— INSTRUCTIONS FOR THE TASK —
Show each line in the records below that contains the word "green".

Records for pointing at named objects:
^^^^^^^^

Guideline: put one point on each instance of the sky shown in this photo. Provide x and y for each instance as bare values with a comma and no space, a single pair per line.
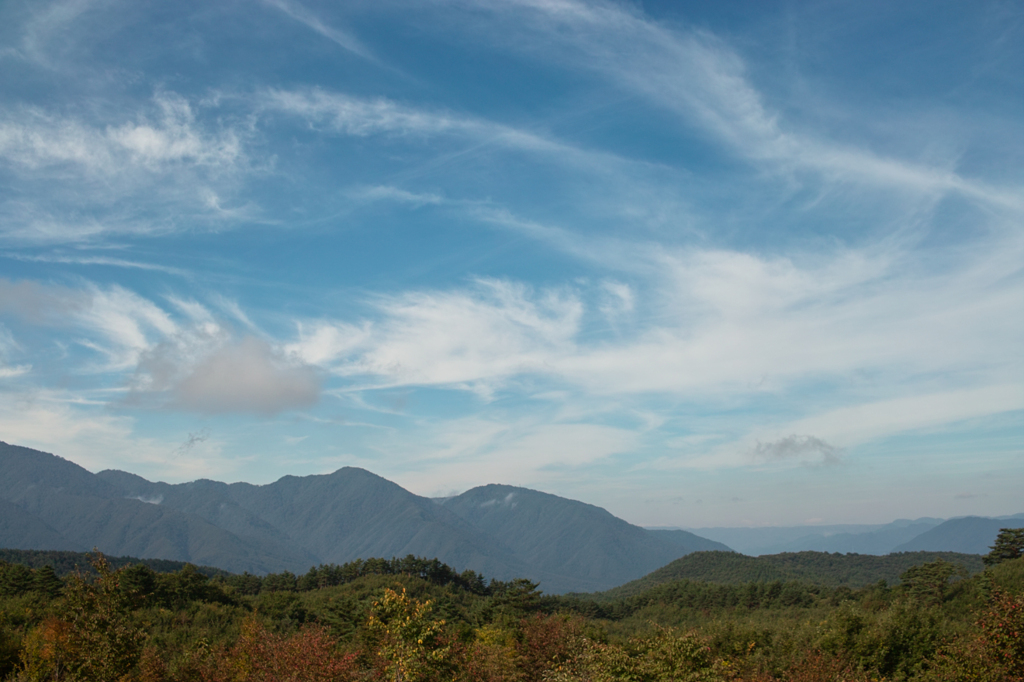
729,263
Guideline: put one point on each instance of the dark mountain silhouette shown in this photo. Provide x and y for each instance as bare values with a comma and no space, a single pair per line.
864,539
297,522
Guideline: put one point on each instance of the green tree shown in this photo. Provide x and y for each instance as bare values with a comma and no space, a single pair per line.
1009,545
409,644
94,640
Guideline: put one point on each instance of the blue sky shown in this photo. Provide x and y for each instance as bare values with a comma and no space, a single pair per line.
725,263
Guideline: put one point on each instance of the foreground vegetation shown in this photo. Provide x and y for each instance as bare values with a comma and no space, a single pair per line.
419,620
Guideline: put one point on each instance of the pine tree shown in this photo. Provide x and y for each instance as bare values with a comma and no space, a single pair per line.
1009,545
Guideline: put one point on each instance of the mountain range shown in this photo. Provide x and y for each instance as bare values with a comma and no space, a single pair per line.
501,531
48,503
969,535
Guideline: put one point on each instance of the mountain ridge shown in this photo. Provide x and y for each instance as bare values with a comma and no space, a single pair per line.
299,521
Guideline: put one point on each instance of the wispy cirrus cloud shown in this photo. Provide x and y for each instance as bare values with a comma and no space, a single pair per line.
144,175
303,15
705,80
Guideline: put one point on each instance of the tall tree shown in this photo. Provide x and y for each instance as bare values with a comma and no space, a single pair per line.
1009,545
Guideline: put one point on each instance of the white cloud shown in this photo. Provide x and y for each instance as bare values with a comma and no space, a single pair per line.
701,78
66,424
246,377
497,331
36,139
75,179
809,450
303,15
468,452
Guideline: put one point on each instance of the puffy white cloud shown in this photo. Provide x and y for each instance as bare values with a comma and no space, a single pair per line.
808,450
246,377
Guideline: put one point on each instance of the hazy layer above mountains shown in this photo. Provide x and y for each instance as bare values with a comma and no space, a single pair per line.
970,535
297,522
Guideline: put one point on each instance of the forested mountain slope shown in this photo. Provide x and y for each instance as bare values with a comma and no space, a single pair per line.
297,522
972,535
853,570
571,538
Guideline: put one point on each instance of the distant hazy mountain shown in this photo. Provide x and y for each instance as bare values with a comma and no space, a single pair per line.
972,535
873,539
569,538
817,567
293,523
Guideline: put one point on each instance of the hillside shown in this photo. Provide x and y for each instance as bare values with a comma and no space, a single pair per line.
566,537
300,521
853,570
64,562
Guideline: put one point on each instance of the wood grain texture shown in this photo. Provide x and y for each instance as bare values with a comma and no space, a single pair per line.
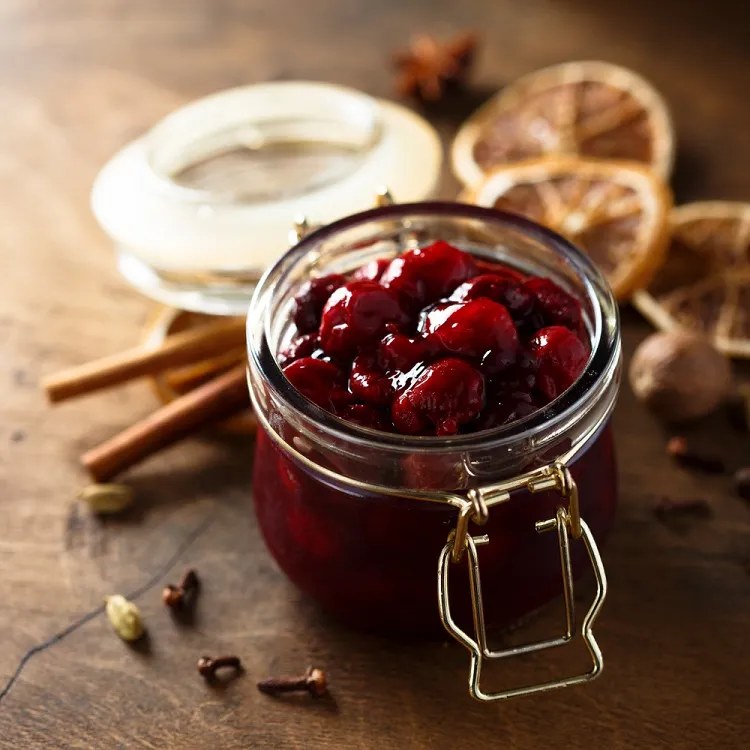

^^^^^^^^

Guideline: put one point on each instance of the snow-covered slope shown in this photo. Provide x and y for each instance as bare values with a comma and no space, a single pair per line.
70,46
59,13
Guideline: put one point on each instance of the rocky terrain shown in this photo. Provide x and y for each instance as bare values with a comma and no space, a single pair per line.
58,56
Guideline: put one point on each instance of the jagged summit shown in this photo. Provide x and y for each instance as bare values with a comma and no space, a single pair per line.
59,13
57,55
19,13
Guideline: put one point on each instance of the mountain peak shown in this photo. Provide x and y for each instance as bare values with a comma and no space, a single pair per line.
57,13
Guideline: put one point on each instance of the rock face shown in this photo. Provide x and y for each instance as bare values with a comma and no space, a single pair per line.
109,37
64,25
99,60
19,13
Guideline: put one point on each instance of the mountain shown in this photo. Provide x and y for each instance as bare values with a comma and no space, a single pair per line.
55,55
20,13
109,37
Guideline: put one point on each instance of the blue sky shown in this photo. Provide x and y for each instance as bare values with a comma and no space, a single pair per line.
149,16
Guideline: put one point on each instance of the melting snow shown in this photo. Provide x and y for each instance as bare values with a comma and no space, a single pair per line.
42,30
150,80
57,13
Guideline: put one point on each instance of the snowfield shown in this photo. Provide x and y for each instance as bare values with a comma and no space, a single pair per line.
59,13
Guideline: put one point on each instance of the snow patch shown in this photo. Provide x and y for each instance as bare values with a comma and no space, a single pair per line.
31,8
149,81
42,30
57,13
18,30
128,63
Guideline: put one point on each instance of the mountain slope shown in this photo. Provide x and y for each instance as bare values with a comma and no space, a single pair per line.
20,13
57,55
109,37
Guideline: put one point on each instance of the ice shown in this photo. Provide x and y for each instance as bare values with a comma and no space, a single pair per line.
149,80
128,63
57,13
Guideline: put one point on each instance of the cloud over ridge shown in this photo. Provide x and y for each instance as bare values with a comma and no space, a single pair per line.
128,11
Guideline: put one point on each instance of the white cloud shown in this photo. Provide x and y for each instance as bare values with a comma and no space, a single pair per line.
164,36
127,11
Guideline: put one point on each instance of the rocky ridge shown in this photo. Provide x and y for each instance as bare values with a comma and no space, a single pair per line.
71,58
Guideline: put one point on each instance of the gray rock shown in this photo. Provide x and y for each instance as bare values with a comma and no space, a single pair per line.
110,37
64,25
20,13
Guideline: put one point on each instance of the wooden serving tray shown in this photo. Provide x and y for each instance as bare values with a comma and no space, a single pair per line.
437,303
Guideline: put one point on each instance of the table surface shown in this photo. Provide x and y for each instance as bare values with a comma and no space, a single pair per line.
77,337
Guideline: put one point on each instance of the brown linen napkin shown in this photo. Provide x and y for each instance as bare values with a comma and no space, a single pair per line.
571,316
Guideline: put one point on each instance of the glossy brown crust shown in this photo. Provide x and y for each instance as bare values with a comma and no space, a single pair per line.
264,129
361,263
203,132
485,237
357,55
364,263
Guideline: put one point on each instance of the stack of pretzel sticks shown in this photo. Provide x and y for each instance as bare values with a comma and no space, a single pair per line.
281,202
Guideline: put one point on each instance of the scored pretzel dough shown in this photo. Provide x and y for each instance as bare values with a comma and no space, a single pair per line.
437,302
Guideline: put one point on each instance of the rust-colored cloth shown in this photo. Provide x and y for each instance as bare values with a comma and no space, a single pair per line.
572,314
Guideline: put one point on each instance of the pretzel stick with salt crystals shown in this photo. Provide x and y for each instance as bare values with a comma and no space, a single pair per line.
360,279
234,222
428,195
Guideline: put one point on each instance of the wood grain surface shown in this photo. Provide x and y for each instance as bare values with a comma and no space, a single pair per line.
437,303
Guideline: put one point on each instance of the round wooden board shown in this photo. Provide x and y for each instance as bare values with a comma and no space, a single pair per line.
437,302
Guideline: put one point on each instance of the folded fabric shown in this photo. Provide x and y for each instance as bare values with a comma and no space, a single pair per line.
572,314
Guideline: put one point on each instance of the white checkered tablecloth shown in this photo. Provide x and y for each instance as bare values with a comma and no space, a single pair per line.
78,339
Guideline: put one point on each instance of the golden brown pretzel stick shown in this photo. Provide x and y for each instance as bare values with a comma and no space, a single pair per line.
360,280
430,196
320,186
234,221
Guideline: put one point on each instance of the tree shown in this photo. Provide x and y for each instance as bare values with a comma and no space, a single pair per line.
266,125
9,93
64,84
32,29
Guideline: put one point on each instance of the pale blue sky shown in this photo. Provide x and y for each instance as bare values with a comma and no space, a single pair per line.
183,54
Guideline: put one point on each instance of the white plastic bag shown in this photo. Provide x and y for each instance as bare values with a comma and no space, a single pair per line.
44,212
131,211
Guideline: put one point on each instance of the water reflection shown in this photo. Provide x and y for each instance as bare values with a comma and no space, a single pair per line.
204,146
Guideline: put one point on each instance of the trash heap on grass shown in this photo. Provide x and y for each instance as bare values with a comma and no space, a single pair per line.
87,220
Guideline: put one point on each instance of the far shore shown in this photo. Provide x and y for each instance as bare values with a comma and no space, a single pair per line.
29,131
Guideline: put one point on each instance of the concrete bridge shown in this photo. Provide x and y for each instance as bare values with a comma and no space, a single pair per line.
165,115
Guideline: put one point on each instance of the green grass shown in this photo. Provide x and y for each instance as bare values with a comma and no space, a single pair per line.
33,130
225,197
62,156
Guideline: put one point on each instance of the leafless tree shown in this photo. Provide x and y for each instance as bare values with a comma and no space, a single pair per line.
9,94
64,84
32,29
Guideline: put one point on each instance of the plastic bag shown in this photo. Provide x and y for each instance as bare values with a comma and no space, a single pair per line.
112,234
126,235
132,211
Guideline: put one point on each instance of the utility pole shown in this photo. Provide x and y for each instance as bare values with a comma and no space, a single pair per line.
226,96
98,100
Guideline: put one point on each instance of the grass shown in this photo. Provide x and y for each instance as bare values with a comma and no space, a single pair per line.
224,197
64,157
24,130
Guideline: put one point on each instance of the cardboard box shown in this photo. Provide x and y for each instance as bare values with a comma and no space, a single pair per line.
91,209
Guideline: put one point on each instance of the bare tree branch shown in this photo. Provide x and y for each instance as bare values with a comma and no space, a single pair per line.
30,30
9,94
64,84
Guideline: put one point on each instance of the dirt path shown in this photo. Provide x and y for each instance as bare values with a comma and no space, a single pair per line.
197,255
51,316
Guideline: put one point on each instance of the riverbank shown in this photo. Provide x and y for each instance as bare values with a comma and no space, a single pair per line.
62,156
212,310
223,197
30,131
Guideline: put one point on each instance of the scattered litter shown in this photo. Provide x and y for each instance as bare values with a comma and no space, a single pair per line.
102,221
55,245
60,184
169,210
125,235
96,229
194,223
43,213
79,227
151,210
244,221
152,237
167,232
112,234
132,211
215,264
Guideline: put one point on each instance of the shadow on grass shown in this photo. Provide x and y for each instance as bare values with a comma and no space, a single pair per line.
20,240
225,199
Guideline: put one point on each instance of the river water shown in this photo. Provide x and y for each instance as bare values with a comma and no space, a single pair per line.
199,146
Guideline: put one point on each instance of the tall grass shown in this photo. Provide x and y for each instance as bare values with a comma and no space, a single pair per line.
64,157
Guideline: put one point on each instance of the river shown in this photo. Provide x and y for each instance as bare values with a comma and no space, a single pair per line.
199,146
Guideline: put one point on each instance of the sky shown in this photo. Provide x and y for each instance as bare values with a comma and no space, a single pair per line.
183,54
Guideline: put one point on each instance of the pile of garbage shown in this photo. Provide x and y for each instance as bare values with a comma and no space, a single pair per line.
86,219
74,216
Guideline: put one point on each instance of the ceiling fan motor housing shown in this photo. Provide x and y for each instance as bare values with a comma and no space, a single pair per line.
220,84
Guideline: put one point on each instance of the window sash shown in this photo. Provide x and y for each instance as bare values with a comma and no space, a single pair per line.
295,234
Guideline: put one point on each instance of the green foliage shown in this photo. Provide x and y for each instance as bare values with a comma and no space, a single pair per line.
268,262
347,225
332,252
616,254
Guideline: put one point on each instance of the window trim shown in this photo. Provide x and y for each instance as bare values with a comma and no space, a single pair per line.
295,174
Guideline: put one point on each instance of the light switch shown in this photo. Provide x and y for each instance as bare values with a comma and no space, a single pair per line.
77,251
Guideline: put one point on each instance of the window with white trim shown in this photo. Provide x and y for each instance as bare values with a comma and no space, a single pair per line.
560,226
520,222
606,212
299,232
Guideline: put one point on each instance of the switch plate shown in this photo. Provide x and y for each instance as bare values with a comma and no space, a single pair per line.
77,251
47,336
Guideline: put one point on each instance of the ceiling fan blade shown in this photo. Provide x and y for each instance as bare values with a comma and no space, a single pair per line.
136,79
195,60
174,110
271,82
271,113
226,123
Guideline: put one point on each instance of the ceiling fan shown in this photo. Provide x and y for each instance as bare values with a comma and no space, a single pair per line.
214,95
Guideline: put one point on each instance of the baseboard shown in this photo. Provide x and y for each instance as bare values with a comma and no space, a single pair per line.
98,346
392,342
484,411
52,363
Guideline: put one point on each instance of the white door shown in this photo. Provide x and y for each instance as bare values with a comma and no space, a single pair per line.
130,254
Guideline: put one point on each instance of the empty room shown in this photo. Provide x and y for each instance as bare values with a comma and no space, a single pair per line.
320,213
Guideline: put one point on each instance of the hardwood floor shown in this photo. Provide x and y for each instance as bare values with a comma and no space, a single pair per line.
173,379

^^^^^^^^

— WRITTEN RESPONSE —
Guideline: put one point on each instance of the green tree shown in this photo. Provide x and y for each instance as bare values with a comma and no space, a single pair per line.
Guideline: put one point on each instance of the green grass shown in this photo. Provide x and y for each instance as bare values with a comma and no space, a single pair per line.
Guideline: put one point on each instance of the green foliage shown in this photo. Provide x and y for each instance as bare values with a comma and no space, a single pair per line.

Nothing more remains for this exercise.